* _Texto fornecido_

A ideia era facilitar a vida aos utentes, proporcionando uma farmácia comunitária dentro dos hospitais onde se pudesse aviar logo as receitas. Chegaram a existir seis abertas, agora são só quatro, e o Ministério da Saúde gostaria de manter este serviço, mas os conselhos de administração dos hospitais não estão certos de que este seja o futuro dos espaços (que nada têm que ver com as farmácias internas onde os doentes poderão continuar a levantar os seus medicamentos).

A Associação Nacional de Farmácias (ANF) já tinha, neste mês, vindo a público pedir o fim desta iniciativa que classificou como “falhada”. No Congresso Nacional das Farmácias, o presidente da ANF, Paulo Duarte, voltou a classificar o processo de instalação de farmácias nos hospitais como uma iniciativa com “elevados custos para todos”, pedindo que o ministro da Saúde, Paulo Macedo, revogasse o diploma sobre o tema.

Mas, ao PÚBLICO, o Ministério da Saúde garantiu que defende que estas farmácias são “uma boa ideia que aproxima a saúde dos cidadãos, particularmente dos que recorrem às urgências durante o período nocturno” e atribui o falhanço a um projecto “mal executado pelo anterior Governo, pois verificou-se que nenhum plano de negócio poderia suportar rendas e cobranças tão altas, tão irrealistas. A concessão mostrou-se inviável e já na altura isso era perceptível”.

16 milhões de dívidas
De acordo com informações divulgadas pela Inspecção-Geral das Finanças, no total, as seis farmácias hospitalares devem 16 milhões de euros de rendas em atraso, fora os acordos que fizeram com os hospitais para lhes entregarem ainda uma percentagem das vendas.

As farmácias hospitalares foram criadas durante o Governo de José Sócrates pelo então ministro da Saúde, Correia de Campos, e concretizadas pela sua sucessora, Ana Jorge. Na altura os concursos tiveram várias impugnações que atrasaram o processo e foram vistos sobretudo como uma guerra no sector, já que acabaram por ser ganhos quase na maioria pela Sociedade Central Farmacêutica Hospitalar – oponente da Associação Nacional de Farmácias.

* _Dados_
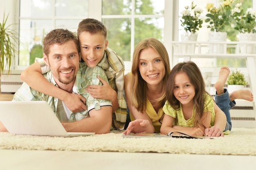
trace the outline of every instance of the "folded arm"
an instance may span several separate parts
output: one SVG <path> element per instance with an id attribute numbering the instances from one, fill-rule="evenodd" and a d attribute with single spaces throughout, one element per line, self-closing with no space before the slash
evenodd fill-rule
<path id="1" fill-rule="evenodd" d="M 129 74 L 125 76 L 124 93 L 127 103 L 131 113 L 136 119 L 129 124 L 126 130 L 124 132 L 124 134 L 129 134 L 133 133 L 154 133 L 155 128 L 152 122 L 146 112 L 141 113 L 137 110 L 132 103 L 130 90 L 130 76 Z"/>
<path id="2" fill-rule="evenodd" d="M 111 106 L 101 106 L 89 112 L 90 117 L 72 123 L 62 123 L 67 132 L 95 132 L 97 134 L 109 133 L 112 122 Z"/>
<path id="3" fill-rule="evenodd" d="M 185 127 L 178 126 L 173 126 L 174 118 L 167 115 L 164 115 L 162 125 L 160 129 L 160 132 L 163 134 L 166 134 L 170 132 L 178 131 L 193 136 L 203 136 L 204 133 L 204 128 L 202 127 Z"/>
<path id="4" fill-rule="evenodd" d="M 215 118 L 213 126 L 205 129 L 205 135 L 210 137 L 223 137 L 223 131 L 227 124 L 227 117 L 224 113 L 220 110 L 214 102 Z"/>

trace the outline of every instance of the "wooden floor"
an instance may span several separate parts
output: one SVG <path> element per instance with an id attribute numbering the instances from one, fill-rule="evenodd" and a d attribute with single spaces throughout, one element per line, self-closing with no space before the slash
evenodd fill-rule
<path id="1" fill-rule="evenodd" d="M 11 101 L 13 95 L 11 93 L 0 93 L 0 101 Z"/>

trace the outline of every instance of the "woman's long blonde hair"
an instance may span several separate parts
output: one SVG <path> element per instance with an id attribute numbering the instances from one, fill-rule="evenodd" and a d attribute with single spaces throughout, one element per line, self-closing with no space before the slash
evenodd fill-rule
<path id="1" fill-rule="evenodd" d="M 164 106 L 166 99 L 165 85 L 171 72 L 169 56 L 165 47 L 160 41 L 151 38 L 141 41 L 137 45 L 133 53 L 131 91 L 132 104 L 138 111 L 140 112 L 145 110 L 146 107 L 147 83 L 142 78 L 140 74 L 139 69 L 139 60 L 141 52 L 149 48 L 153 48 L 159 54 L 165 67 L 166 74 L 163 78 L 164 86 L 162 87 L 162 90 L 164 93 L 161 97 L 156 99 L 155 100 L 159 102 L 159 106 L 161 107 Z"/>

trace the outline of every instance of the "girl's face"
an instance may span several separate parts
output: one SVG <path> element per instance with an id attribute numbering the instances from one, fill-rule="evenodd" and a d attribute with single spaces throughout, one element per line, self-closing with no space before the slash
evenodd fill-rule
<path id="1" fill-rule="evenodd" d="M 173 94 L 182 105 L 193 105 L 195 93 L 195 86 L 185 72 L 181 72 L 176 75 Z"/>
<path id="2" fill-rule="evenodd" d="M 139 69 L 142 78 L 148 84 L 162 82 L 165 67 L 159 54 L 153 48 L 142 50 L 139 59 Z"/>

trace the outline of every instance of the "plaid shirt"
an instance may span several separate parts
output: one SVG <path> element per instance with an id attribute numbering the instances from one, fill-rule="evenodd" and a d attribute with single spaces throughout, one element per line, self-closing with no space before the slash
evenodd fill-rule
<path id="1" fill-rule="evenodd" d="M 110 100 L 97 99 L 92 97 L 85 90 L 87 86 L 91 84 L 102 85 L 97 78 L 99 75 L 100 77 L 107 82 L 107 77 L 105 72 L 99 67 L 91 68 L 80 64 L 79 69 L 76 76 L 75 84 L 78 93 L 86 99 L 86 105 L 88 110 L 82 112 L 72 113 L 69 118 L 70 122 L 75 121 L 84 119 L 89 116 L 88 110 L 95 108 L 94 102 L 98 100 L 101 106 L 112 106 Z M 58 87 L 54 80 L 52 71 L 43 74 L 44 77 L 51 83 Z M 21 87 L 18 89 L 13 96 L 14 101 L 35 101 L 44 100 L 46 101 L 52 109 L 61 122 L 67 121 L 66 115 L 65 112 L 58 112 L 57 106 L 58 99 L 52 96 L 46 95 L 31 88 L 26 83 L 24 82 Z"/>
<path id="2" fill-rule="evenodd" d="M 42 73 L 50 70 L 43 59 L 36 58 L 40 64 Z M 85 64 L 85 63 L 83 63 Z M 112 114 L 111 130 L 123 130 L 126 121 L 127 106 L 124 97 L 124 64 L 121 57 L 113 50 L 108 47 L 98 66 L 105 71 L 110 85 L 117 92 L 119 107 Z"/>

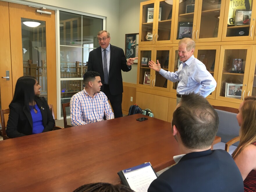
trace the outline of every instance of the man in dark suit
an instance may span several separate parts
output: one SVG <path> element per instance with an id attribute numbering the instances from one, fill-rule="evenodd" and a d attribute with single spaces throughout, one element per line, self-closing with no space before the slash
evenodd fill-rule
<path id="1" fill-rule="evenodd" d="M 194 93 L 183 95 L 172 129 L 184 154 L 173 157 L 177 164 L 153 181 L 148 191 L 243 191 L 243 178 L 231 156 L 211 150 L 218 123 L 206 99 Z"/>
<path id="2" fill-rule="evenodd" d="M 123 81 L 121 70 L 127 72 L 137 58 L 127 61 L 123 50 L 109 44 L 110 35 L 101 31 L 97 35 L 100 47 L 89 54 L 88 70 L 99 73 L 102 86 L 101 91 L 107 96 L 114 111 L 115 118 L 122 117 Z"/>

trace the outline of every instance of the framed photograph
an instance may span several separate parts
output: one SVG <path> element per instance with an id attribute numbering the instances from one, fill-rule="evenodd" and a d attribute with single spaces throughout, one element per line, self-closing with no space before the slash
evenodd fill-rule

* _Perguntas_
1. Segundo a Inspecção-Geral das Finanças, quanto devem no total as seis farmácias hospitalares em rendas em atraso, de acordo com o texto sobre as farmácias nos hospitais?
2. Continue o texto sobre as farmácias nos hospitais a partir da última frase apresentada.

* _Respostas por ordem_
1. 16 milhões de euros.

2.
A TSF contactou os hospitais onde ainda funcionam as quatro farmácias que restam. No Hospital de Faro, assim que a unidade conseguir receber as dívidas em atraso, vai fechar o espaço e vai utilizar o local para a própria farmácia interna do hospital – que distribui aos doentes medicamentos como os oncológicos ou para o VIH/sida, entre outros, e que funciona agora num espaço apertado. A farmácia abriu em Julho de 2009 e a dívida só em rendas é de mais de meio milhão de euros.

A farmácia do Centro Hospitalar e Universitário de Coimbra, que abriu em Março de 2009, já foi notificada para fechar portas por dívidas de três milhões em atraso e o contrato foi anulado em tribunal. O Centro Hospitalar de São João tem o caso em tribunal, mas disse à também à TSF que os termos do contrato não poderão ser alterados porque foram assinados após concurso público. A farmácia abriu em Junho de 2010 e a dívida é de quase três milhões.

Em Penafiel, o caso também está no tribunal, mas ainda não se sabe o que se vai fazer depois com o espaço da farmácia que abriu em Agosto de 2009 e que tem 110 mil euros de dívidas apenas em 2011.

A farmácia do Hospital de Santa Maria, em Lisboa, já viu o contrato extinto e portas encerradas, estando a administração da instituição a estudar uma solução para o espaço: abrir um novo concurso ou aproveitar o local para a farmácia interna como no Algarve, diz a mesma rádio. Desde que abriu, em Abril de 2009, o espaço acumulou uma dívida de quase 8 milhões de euros. A de Leiria abriu em Setembro de 2008 e já tinha sido declarada insolvente neste ano, com uma dívida de quase 2,5 milhões de euros.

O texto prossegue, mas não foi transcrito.